• _Dataset records_:
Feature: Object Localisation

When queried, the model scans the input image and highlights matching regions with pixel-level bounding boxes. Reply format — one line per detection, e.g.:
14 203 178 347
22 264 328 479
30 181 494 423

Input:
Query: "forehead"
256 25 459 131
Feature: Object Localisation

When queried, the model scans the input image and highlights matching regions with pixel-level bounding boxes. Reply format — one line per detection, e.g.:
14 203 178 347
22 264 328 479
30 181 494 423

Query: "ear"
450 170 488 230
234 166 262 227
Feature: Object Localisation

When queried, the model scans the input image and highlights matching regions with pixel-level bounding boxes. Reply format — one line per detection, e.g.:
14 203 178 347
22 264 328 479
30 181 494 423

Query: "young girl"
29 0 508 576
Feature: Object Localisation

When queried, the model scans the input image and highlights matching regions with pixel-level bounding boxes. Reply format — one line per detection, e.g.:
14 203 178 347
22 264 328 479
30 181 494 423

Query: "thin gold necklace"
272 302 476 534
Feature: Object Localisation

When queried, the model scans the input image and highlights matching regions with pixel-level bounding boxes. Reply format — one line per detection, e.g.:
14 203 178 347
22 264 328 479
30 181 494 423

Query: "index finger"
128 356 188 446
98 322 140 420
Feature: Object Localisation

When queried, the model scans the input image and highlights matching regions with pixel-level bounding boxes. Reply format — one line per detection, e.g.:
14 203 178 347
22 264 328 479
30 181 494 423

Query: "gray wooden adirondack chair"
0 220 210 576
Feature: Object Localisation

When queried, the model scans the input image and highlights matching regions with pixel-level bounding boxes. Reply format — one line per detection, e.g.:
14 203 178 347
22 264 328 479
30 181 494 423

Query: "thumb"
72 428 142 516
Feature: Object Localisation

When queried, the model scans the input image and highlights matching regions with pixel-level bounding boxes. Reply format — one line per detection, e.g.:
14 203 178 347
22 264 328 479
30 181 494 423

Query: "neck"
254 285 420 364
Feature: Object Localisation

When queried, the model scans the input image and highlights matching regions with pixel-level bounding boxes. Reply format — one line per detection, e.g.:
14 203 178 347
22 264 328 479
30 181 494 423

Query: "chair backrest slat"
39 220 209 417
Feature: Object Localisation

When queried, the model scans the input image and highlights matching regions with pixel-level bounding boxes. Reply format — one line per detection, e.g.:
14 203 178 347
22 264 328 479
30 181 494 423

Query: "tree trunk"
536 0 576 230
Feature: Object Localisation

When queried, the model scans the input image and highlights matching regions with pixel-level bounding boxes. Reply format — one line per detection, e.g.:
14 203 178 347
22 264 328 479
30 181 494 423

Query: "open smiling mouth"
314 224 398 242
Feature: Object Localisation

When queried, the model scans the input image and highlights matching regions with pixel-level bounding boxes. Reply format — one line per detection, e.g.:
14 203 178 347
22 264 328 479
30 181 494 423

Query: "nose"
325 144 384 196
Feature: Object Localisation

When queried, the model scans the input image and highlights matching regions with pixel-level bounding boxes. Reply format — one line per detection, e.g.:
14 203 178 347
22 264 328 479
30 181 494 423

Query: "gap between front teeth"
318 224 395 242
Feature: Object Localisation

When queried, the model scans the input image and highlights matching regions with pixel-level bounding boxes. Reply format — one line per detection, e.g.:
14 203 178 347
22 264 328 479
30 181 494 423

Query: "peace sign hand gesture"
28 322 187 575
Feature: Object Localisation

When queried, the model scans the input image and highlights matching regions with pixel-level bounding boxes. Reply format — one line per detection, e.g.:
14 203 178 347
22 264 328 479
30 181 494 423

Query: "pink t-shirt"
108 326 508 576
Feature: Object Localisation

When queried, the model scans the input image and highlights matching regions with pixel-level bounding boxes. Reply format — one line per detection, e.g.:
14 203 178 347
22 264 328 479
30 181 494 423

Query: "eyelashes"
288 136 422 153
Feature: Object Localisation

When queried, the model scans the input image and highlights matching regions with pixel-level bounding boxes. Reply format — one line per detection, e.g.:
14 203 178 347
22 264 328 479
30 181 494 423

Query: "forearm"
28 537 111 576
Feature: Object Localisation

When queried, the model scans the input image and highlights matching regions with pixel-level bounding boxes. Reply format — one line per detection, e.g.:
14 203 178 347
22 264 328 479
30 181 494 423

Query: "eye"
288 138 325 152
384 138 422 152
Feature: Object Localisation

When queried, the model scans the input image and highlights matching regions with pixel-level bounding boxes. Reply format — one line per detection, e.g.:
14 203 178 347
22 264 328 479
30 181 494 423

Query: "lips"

• _Directions_:
State how many of the lines above contain the string "chair". Case counts, so give only that number.

• _Answer to this problem_:
2